_Exercise_. Put the lines of the rows below into a JSON list of strings, one string per line and with blank lines left out. Cover only the stretch from the line containing "Where can the gazebo" through the end of the rows, both ends included.

(Image object location entries)
====================

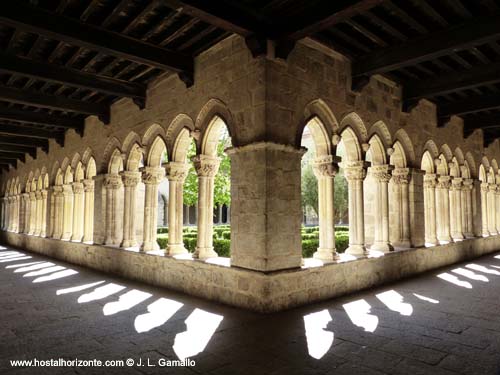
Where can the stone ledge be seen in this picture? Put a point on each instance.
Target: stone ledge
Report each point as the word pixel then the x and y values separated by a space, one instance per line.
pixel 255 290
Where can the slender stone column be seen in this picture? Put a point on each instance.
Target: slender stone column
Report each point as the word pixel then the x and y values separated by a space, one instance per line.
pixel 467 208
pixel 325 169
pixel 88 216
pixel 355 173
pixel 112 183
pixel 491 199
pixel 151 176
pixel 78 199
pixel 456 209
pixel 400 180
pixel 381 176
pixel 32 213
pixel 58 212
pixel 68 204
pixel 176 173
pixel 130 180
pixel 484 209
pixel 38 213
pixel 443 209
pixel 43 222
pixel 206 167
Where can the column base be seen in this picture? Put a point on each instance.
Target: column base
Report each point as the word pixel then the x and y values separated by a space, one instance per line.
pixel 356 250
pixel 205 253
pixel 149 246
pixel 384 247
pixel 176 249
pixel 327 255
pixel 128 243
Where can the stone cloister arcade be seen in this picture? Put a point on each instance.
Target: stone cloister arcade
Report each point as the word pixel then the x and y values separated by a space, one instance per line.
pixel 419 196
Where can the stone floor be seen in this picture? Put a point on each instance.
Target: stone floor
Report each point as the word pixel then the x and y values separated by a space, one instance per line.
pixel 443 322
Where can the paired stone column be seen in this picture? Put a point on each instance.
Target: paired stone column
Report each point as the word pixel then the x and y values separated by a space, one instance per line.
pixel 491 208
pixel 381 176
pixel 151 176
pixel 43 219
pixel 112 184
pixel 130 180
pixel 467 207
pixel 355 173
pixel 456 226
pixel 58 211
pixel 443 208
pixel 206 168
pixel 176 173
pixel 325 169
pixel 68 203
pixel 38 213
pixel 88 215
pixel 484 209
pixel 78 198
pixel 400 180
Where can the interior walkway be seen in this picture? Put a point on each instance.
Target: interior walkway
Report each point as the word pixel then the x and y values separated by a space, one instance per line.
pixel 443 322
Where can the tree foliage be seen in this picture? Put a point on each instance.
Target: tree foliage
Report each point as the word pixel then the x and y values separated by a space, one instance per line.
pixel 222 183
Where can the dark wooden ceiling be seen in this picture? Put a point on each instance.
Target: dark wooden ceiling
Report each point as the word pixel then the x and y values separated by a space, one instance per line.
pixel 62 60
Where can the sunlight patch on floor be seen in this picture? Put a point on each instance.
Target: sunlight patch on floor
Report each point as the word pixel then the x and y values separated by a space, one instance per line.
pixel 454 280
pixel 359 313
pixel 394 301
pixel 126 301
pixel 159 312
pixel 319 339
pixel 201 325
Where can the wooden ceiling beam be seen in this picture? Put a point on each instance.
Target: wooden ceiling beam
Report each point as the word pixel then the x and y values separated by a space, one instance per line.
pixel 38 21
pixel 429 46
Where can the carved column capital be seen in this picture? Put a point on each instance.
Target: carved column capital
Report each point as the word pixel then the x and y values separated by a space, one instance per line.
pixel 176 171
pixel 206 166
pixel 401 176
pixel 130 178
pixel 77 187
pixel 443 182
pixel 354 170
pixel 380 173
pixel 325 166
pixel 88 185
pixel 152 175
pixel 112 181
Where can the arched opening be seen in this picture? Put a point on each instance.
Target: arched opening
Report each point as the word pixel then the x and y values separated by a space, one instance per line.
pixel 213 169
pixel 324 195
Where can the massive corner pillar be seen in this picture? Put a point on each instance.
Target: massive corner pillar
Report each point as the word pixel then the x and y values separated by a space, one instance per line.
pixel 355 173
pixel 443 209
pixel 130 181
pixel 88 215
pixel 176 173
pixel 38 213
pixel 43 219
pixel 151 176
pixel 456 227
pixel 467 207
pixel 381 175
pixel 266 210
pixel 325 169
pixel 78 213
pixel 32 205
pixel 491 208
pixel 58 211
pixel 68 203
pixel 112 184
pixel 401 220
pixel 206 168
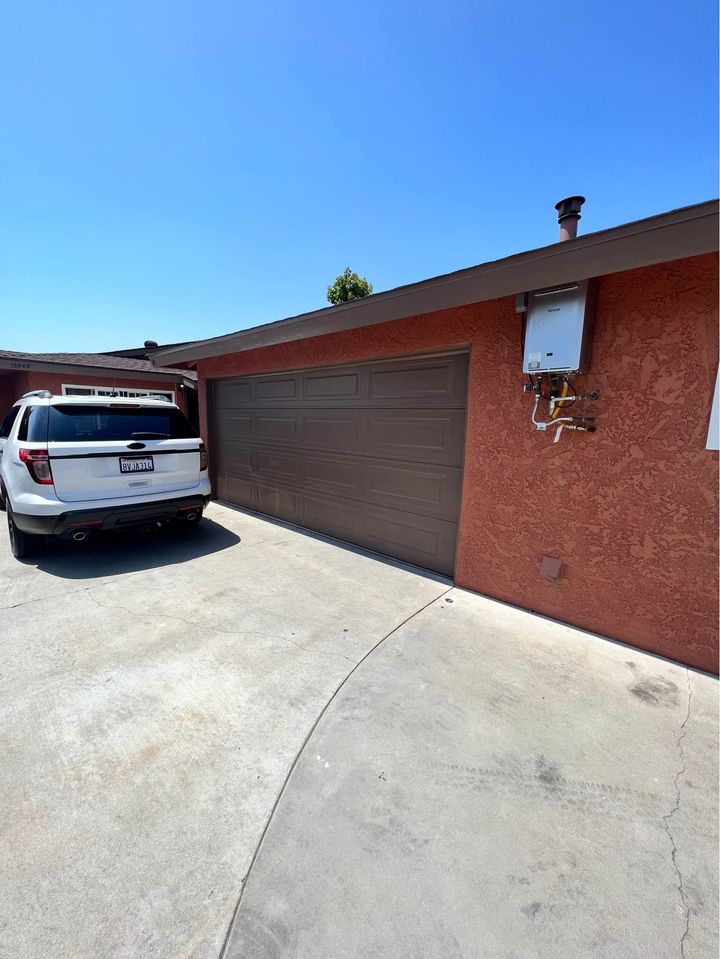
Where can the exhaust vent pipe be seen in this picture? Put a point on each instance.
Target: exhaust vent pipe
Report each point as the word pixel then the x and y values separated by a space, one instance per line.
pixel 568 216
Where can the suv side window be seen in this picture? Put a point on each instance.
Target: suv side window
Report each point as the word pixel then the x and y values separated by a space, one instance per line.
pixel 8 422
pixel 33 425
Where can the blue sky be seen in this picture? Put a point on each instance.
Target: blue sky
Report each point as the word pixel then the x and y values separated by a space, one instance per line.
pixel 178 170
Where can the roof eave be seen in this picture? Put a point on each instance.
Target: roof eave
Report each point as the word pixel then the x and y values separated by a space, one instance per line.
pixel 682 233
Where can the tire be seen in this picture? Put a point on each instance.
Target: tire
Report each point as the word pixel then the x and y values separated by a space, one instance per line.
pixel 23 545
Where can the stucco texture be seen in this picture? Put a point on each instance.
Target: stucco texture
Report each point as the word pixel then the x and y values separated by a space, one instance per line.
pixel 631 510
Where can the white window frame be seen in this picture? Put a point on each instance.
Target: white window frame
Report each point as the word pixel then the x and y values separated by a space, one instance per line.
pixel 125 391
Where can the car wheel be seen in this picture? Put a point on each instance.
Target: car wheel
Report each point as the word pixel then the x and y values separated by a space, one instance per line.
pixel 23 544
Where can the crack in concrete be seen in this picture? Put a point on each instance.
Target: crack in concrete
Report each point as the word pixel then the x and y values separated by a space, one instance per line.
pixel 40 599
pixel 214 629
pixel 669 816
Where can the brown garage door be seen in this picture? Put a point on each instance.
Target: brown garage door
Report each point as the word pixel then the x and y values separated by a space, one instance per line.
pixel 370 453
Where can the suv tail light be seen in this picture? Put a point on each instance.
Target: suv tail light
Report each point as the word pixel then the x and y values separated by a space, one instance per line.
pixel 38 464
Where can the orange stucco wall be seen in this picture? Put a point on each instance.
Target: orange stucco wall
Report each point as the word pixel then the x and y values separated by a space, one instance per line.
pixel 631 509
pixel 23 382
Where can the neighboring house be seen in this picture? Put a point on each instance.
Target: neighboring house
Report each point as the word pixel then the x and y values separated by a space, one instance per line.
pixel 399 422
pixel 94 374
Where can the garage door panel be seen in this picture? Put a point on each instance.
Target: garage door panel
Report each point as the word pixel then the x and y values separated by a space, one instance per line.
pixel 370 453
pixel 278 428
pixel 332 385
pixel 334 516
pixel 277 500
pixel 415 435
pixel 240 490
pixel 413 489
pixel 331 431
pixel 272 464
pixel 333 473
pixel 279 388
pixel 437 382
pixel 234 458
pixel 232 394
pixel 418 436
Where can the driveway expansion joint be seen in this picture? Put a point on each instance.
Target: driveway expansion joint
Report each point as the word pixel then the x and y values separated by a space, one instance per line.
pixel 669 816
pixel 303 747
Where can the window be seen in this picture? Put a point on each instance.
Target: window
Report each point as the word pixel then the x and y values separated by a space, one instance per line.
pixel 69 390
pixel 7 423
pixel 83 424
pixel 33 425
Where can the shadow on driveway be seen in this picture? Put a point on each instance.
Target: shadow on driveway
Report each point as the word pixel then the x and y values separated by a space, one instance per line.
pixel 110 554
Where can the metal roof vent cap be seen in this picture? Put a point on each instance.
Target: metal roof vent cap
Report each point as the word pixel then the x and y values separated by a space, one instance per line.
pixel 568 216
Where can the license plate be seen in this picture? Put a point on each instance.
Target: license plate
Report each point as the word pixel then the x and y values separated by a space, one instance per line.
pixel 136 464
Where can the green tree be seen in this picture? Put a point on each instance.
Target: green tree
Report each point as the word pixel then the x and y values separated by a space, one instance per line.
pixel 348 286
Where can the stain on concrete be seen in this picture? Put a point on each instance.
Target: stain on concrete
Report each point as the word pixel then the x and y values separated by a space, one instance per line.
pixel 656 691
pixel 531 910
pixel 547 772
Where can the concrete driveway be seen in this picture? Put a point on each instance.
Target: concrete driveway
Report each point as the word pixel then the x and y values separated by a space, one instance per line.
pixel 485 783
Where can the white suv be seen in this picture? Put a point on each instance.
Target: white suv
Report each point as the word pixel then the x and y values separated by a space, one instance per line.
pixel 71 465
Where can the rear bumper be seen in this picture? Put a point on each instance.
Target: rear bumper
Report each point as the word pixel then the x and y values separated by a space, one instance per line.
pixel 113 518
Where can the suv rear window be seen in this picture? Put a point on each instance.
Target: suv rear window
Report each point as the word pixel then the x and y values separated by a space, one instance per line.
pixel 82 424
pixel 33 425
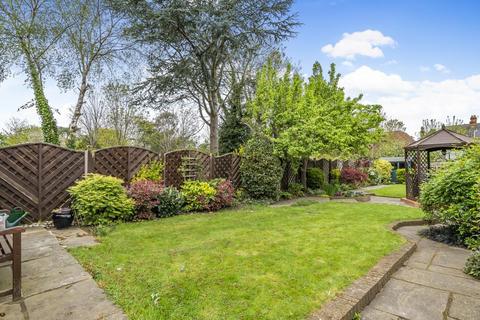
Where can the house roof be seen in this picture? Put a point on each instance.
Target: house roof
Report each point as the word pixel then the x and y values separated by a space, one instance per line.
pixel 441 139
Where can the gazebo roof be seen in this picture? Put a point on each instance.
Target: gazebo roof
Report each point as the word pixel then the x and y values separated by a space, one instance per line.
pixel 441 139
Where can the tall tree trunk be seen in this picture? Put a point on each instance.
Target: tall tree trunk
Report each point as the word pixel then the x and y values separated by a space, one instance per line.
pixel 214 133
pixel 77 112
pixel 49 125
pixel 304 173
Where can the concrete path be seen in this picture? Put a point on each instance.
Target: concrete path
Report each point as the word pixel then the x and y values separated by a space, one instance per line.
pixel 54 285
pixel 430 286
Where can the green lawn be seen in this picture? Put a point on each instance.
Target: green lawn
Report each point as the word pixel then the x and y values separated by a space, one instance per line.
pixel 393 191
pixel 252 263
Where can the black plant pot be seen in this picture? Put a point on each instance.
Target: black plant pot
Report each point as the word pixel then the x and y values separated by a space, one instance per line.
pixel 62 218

====================

_Result_.
[
  "Where can the gazebo roof be seen in this picture? Put a point on each instance.",
  "Target: gazebo roof",
  "Report each point as the word pixel then the x and y values separated by a space, one instance per line.",
  "pixel 441 139",
  "Where can the tall tree trunk be seen in this picture? Put a point on each instance.",
  "Target: tall tree trunk",
  "Report each point as the word pixel then the x and y values separated by a space, one instance per line.",
  "pixel 214 133",
  "pixel 77 112",
  "pixel 49 125",
  "pixel 304 173",
  "Where can the concrete path be seen in this picture? Put a point on each instance.",
  "Target: concrete path",
  "Report each point as the word pixel then the x and y values separated by a space, one instance per line.",
  "pixel 54 285",
  "pixel 430 286",
  "Where can the green lawn be seen in this picture? Put a point on each instance.",
  "Target: green lawn",
  "Report each point as the word pixel then the x and y values separated by a space, one instance per line.",
  "pixel 393 191",
  "pixel 252 263",
  "Where can the black plant pot be seen in this picture? Put a point on each instance.",
  "Target: black plant pot",
  "Report each point as the word pixel then the x and y values separated by a space, one instance per line.",
  "pixel 62 218"
]